§ **Fragmento del texto**
Ahora bien, aunque las influencias no son perseguibles en forma autónoma, nuestro ordenamiento penal pune la conducta de solicitar o recibir dádivas, o aceptar la promesa de su entrega, para ejecutar la conducta anterior (arts. 256 bis y 258, en su parte pertinente, del C.P.). 

En suma, se reprime el comercio o tráfico de influencias, pero no la puesta en práctica de las mismas, extremo que en sí mismo no resulta castigado y que tampoco es requisito para que se perfeccione el delito.

En contraste con ello, en el derecho comparado existen ordenamientos jurídicos que, además de punir el tráfico de influencias en sentido estricto, castigan el ejercicio de influencias como delito autónomo. Tal es el caso de los códigos penales de España -que fue el primero en incorporarlo- (arts. 428 y 429), de Chile (art. 240 bis) y Colombia (arts. 411 y 411-A). Asimismo, el proyecto original de la Ley 25.188 (Ley de Ética de la Función Pública), sancionada el 25-09-1999, preveía también la incorporación de esta figura (art. 40).

En el presente trabajo abordaremos los antecedentes de los delitos de “ejercicio” y “tráfico de influencias” en el derecho comparado, el bien jurídico protegido en estas figuras y el análisis de nuestra legislación penal en lo referente a estas conductas. Asimismo, se examinará la estructura típica del delito de ejercicio de influencias, tomando como referencia la regulación española y el proyecto de ley antes mencionado.

 

  2.     Antecedentes

 

El tráfico de influencias en sentido estricto es una figura procedente del Derecho Penal francés, que fue sancionada en 1889, a consecuencia del escándalo político vinculado a la venta de influencias para obtener la “legión de honor”, en el que se vieron involucrados el yerno del presidente Grévy y otras notorias personalidades[3].

§ **Tarea breve 1**
Según el fragmento sobre el tráfico de influencias, ¿en qué año se sancionó esta figura en el Derecho Penal francés?

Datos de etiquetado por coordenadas
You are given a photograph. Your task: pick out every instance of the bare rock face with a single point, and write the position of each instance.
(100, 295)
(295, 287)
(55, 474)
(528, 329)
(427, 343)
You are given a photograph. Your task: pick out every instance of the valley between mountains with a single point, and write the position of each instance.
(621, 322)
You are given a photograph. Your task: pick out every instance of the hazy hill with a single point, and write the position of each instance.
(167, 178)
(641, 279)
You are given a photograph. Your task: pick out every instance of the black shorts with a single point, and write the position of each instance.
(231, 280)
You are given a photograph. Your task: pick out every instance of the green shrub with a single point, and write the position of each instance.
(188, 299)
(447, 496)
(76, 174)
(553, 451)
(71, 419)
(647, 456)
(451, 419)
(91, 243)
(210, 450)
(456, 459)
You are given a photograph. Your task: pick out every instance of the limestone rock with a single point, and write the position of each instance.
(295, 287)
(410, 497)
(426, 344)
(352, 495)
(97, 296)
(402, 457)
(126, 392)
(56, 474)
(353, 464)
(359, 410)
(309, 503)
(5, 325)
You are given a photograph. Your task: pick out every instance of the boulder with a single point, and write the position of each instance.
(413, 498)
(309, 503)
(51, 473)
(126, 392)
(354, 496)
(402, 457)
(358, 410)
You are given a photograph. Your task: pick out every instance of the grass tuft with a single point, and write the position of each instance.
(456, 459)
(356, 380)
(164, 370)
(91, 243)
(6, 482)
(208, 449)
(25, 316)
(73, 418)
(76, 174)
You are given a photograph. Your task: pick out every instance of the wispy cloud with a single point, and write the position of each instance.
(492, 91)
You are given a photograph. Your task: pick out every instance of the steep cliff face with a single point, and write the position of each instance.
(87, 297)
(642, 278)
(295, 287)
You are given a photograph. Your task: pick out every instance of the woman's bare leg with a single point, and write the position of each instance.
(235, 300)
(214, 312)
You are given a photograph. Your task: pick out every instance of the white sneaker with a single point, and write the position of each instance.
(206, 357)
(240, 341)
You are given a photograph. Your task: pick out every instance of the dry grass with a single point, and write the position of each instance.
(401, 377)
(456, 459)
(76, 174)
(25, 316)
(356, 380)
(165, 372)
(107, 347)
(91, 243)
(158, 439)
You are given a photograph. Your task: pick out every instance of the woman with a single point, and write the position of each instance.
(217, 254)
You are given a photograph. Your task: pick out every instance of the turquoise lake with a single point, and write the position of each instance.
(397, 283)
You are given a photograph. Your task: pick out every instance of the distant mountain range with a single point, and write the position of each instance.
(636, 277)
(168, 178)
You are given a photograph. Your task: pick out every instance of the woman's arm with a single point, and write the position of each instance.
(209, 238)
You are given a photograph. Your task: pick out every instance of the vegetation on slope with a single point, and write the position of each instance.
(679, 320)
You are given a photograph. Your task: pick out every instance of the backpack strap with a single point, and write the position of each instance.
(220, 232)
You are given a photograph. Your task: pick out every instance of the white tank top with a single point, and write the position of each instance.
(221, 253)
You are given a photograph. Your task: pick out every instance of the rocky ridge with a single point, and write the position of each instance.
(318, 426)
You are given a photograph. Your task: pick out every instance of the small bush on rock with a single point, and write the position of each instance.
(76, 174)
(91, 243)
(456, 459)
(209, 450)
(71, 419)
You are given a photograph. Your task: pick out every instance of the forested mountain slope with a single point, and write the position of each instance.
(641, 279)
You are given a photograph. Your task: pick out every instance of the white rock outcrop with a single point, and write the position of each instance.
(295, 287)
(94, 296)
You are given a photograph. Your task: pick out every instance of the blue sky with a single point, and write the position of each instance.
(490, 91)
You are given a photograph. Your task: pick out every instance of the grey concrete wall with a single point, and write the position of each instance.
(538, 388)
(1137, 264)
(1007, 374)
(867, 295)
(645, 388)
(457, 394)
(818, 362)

§ **Tarea breve 2**
Expresa como CSV de dos columnas, texto y respuesta, las entradas situadas entre la línea que contiene "of the small" y el final de las entradas, ambos extremos incluidos. Pon una fila por entrada, cada valor en un campo entre comillas y con los saltos de línea cambiados por espacios.

§ **Respuesta escrita 1**
En 1889.

§ **Respuesta escrita 2**
texto,respuesta
"You are given a photograph. Your task: pick out every instance of the small bush on rock with a single point, and write the position of each instance.","(76, 174) (91, 243) (456, 459) (209, 450) (71, 419)"
"You are given a photograph. Your task: pick out every instance of the forested mountain slope with a single point, and write the position of each instance.","(641, 279)"
"You are given a photograph. Your task: pick out every instance of the white rock outcrop with a single point, and write the position of each instance.","(295, 287) (94, 296)"
"You are given a photograph. Your task: pick out every instance of the blue sky with a single point, and write the position of each instance.","(490, 91)"
"You are given a photograph. Your task: pick out every instance of the grey concrete wall with a single point, and write the position of each instance.","(538, 388) (1137, 264) (1007, 374) (867, 295) (645, 388) (457, 394) (818, 362)"